- [Passage]
§ §

The cyber attack against Ask Toolbar Updater gets blocked in time

At the end of November 2016, cyber criminals attempted to compromise Ask Toolbar Updater to utilize it as a tool for malware distribution. It appears that scammers were striving to employ the Ask Toolbar’s update feature to inject a malware dropper into PCs of people who were using browser add-on. Consequently, some clients of security firm Red Canary have sent complaints about suspicious software appearing on their computers, and the security firm has quickly reacted to these reports. Further analysis of the attack against Toolbar Updater reveals that cyber criminals were able to manipulate the dropper however they wanted to and use it to infect victim’s system with illegal software such as ransomware, banking Trojans, worms, keyloggers, and so on. Luckily, the attack was nipped in the bud shortly because the security firm contacted and released updates targeting flaws in the updater. Therefore, criminals no longer can exploit Toolbar for malevolent purposes.

According to security researchers, upon infection with the malware, victim’s web browser started to function suspiciously. It appears that the indicated toolbar’s update (apnmcp.exe file) induced suspicious secondary processes. Although the update file had a legitimate certificate, Red Canary’s monitoring system discovered an extra process that launched logo.png file. The file initiated a network connection, which was used to download 2-3 binaries that were executed by the same .png file later on. This shows that hackers might be testing opportunities to embed destructive payloads in .png format files.

§ §

- [Required work]
A. In the Ask Toolbar article, what file did the extra process found by Red Canary's monitoring system launch?
B. Quote everything in the Ask Toolbar article from "According to security" down to "in .png format files.".

§ §

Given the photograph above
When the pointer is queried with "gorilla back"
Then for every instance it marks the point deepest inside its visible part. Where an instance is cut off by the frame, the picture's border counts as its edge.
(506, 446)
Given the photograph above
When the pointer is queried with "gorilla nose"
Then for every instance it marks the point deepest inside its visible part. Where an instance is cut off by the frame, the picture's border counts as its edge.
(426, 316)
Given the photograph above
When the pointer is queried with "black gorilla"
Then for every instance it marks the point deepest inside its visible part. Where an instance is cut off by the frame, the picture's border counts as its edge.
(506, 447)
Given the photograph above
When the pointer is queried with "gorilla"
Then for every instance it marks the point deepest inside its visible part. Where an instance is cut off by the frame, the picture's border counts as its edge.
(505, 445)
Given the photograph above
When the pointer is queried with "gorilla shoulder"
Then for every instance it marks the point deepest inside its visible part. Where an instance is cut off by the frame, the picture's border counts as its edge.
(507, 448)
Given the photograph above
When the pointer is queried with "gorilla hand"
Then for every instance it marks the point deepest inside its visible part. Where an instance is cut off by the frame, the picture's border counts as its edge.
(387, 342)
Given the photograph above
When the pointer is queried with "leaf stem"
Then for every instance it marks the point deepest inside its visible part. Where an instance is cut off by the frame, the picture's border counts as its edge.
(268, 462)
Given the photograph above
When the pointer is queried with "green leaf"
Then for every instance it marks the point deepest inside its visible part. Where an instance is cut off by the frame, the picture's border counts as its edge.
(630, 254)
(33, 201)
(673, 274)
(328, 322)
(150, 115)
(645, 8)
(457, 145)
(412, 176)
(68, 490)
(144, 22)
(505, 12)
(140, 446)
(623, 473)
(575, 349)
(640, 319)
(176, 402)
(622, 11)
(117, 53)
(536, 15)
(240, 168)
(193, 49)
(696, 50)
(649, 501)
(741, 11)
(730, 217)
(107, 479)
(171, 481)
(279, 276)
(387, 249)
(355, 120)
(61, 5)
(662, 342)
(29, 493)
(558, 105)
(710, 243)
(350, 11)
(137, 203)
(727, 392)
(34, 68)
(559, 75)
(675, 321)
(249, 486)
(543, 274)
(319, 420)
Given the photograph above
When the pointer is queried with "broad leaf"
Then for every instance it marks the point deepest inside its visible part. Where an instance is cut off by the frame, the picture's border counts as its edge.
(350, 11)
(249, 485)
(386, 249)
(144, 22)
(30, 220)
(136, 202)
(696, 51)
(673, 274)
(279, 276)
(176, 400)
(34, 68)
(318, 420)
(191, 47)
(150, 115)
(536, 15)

§ §

- [Task solutions]
A. logo.png

B.
According to security researchers, upon infection with the malware, victim’s web browser started to function suspiciously. It appears that the indicated toolbar’s update (apnmcp.exe file) induced suspicious secondary processes. Although the update file had a legitimate certificate, Red Canary’s monitoring system discovered an extra process that launched logo.png file. The file initiated a network connection, which was used to download 2-3 binaries that were executed by the same .png file later on. This shows that hackers might be testing opportunities to embed destructive payloads in .png format files.